◆ TEXT SECTION:
════
I receive a typed postcard (who does that?) from TSG. Recommending new albums and asking how my summer is going. At the end:
“Hey, what do you think of my coming up to visit for a weekend?” (8)
TSG arrives, I’ve planned a picnic on the roof deck. It’s a wonderful two days. I’m all in. Miraculously, so is he.
My father meets TSG during a business trip, and approves.
Becoming a couple is a little weird. People think we’re an odd pair – no one saw it coming. It works, though. There is some awkwardness about our unorthodox start, and each of us feels some jealousy about one another’s previous flings. We figure it out, and make the decision to look for jobs in NY and live together.
He tells me that he has always wanted a daughter named Claire. I am so head over heels for TSG, I want to marry him and have this daughter. Thoughts of being a CEO with no personal ties have flown right out of my head. (9)
Still, I want a brilliant, successful career, and feel certain I can do it all. I take a great job with American Express.
We marry shortly before my 28th birthday.
1986, Winter Gets Colder
TSG and I are growing tired of NYC. We don’t make enough money to live in luxury, and we’re tired of the pace. He wonders whether I’d consider moving to Boston, his prior home. Sure. A week later he has a new job. (10) I’m about to make Director at Amex, and don’t want to leave just yet. We try a commuter marriage, which sucks. I resign and move, glad at least to have the new title on my resume.
I get a job with a consulting firm in Boston working a gazillion hours a week in the Financial Services practice. Unsurprisingly, all my clients are in NYC, so I live on the Shuttle.
Oopsie prego! (11)
1987-1988, But I Don’t Want it All!
Have baby, not Claire. My former schedule is impossible, so I become a subcontractor, working three days/week. Baby is miserable in day care, but we try for a year to make it work. Baby observes me applying mascara one weekend, becomes inconsolable, “Mommy no go job!”
Reluctant at first, I become a SAHM. (12)
Love love love.
If my father objects, he doesn’t say so.
════
◆ DATA EXTRACT:
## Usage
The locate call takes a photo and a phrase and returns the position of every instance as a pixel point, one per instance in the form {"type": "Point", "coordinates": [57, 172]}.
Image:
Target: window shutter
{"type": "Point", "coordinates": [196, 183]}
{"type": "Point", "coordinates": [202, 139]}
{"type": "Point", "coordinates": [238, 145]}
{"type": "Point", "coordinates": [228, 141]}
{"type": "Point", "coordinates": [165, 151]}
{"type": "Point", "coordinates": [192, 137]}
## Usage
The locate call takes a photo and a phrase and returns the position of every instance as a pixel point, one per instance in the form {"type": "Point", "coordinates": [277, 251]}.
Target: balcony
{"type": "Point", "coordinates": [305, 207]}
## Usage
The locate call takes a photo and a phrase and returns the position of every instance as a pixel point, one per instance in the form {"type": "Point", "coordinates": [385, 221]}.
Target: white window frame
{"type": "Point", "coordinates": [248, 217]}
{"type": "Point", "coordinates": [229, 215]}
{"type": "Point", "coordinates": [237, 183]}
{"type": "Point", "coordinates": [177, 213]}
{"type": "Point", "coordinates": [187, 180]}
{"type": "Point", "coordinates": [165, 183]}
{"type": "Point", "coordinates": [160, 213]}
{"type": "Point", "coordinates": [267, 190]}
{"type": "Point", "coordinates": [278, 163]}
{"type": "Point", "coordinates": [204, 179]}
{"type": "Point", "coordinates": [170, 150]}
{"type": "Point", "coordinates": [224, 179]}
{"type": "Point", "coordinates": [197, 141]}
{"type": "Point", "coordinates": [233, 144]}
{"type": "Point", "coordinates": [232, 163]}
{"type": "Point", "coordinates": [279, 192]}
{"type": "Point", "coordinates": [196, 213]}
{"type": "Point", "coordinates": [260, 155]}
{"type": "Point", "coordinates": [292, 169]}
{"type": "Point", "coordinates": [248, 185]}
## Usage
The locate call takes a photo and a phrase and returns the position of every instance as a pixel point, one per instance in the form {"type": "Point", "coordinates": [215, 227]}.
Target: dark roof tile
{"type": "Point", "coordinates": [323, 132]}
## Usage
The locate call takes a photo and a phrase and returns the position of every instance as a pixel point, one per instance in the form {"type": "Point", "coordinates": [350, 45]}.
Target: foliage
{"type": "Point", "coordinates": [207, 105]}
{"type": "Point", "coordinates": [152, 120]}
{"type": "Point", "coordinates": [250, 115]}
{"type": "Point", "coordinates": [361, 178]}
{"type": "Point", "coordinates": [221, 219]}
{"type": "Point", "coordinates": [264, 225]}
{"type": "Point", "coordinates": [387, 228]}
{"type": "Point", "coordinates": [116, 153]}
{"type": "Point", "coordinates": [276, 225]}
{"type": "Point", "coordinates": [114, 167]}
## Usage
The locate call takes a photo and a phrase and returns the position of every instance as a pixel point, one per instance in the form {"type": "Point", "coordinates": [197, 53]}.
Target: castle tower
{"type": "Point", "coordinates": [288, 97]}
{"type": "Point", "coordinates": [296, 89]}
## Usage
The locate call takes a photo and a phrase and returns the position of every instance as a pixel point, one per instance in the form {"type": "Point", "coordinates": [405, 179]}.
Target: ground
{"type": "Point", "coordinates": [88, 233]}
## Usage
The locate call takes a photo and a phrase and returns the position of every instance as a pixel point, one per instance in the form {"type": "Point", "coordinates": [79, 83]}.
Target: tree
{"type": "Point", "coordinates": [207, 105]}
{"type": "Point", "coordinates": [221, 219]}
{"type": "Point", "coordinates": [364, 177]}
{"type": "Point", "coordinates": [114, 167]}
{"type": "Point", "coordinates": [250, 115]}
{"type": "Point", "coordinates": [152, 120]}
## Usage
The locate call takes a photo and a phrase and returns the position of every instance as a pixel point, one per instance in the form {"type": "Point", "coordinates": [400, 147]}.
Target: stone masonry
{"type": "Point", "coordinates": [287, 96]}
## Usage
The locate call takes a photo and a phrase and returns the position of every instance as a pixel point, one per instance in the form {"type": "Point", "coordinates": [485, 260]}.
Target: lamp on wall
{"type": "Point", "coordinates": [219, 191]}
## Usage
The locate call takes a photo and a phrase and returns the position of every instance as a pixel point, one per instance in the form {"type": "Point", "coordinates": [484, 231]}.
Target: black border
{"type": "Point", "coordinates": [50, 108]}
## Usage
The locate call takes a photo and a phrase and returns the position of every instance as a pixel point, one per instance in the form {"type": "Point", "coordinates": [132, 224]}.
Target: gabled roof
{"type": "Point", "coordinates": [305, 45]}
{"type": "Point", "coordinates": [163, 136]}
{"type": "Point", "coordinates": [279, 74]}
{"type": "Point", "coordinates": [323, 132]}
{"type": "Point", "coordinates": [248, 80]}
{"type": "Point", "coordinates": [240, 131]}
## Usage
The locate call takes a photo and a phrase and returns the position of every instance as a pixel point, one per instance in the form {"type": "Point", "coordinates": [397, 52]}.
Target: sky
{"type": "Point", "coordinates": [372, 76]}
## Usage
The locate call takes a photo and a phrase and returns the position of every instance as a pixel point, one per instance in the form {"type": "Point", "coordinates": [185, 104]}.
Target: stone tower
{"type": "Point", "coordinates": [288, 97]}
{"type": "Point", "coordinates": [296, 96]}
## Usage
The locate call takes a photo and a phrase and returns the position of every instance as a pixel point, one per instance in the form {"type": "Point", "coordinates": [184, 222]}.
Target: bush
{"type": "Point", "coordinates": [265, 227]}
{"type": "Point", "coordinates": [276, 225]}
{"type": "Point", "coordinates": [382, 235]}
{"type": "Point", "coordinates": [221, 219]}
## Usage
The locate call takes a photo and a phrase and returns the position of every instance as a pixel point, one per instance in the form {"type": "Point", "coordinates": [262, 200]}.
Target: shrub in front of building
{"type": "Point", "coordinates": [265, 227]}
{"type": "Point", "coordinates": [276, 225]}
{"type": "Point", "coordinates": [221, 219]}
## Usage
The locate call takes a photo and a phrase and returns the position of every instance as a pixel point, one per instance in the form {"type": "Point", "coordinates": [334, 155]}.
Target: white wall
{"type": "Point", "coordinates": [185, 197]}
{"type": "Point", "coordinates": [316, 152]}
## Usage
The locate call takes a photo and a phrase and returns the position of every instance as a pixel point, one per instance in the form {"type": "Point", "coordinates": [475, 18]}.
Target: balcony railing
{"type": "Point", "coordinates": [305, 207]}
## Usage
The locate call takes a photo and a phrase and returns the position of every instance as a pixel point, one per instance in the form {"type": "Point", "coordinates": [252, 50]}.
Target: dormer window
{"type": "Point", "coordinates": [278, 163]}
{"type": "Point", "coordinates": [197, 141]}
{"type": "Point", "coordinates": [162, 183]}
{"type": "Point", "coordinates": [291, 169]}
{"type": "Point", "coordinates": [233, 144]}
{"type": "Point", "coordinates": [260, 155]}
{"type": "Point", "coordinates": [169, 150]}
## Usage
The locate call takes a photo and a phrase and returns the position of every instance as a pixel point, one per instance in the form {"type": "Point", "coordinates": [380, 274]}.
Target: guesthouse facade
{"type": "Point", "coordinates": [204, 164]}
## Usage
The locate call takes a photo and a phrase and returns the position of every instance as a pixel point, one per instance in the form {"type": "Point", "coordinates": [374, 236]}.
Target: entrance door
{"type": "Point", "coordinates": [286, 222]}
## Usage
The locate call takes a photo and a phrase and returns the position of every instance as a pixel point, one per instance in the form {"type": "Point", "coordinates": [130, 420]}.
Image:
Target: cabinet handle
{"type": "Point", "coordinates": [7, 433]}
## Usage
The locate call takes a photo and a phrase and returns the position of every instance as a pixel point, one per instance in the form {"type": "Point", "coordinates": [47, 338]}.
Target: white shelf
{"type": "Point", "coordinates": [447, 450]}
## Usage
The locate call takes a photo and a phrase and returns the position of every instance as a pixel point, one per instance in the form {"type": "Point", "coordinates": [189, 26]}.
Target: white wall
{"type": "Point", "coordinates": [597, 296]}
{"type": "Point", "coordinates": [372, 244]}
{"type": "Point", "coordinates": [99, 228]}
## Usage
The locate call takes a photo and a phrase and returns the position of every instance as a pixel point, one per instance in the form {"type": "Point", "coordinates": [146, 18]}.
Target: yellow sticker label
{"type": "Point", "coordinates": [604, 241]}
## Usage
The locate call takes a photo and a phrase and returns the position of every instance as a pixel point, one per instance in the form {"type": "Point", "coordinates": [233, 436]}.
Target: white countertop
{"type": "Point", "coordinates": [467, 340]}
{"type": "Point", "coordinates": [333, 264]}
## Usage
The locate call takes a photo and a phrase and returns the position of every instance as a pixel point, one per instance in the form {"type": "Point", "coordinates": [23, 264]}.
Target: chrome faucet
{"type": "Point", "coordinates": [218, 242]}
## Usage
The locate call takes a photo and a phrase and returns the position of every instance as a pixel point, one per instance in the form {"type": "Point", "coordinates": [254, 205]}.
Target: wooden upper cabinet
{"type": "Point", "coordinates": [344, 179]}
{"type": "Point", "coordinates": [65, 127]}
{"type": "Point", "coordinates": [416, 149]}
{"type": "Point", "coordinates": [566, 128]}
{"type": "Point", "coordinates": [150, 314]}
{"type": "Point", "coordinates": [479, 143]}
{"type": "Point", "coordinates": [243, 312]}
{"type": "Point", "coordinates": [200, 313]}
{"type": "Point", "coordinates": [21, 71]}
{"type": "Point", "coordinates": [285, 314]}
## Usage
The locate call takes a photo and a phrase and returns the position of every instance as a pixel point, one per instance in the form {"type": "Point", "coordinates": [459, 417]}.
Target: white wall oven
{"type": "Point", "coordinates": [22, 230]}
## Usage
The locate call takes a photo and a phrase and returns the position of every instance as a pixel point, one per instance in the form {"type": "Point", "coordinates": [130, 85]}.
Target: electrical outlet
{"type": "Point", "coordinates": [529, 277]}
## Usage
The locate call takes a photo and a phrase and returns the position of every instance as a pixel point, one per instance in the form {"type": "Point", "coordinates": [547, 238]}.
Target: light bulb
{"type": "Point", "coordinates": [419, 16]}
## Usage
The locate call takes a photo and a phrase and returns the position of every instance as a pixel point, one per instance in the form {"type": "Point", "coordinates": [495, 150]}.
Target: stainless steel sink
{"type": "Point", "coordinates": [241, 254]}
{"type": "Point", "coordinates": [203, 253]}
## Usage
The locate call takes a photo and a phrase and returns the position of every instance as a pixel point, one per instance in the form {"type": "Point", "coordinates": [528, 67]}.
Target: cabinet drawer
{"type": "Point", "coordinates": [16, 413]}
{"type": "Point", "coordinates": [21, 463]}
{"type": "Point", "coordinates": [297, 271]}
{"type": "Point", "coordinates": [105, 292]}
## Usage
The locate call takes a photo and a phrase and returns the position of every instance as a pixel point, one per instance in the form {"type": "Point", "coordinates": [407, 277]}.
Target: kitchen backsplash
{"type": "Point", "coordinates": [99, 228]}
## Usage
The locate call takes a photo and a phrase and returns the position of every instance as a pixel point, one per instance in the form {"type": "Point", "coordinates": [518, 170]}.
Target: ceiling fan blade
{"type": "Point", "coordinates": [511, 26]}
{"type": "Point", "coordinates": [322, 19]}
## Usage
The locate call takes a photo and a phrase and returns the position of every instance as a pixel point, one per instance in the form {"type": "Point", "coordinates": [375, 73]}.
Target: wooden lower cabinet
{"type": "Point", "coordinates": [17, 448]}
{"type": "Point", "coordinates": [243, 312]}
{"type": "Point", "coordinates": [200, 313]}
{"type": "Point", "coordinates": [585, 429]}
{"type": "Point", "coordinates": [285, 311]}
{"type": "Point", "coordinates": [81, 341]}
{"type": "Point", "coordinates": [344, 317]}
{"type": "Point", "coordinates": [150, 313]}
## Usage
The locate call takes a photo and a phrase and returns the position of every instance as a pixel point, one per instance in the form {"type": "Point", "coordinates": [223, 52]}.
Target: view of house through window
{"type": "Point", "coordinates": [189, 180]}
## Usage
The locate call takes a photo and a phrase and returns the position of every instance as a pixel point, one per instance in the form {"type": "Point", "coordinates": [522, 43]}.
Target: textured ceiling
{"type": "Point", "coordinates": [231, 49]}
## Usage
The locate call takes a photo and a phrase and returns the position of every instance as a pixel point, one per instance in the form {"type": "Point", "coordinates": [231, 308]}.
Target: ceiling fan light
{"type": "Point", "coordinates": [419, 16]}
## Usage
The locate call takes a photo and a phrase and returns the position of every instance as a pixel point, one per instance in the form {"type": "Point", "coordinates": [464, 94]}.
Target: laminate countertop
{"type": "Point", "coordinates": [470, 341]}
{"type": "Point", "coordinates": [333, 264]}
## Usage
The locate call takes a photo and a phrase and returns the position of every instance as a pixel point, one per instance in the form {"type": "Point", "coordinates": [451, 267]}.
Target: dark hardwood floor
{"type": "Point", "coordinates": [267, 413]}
════
◆ ACTIVITIES:
1/ According to the memoir, which company does the narrator take a job with before the marriage?
2/ Condense the memoir's paragraph beginning "TSG and I are growing tired of NYC" into two sentences that keep its main facts.
Rely solely on the memoir when responding.

◆ TASK RESPONSES:
1/ American Express.

2/ Tired of New York City's pace and unable to afford luxury there, TSG asks about moving to Boston, his former home, and has a new job there a week later. The narrator, about to make Director at Amex, first tries a commuter marriage, finds it miserable, and then resigns and moves, glad to have the new title on the resume.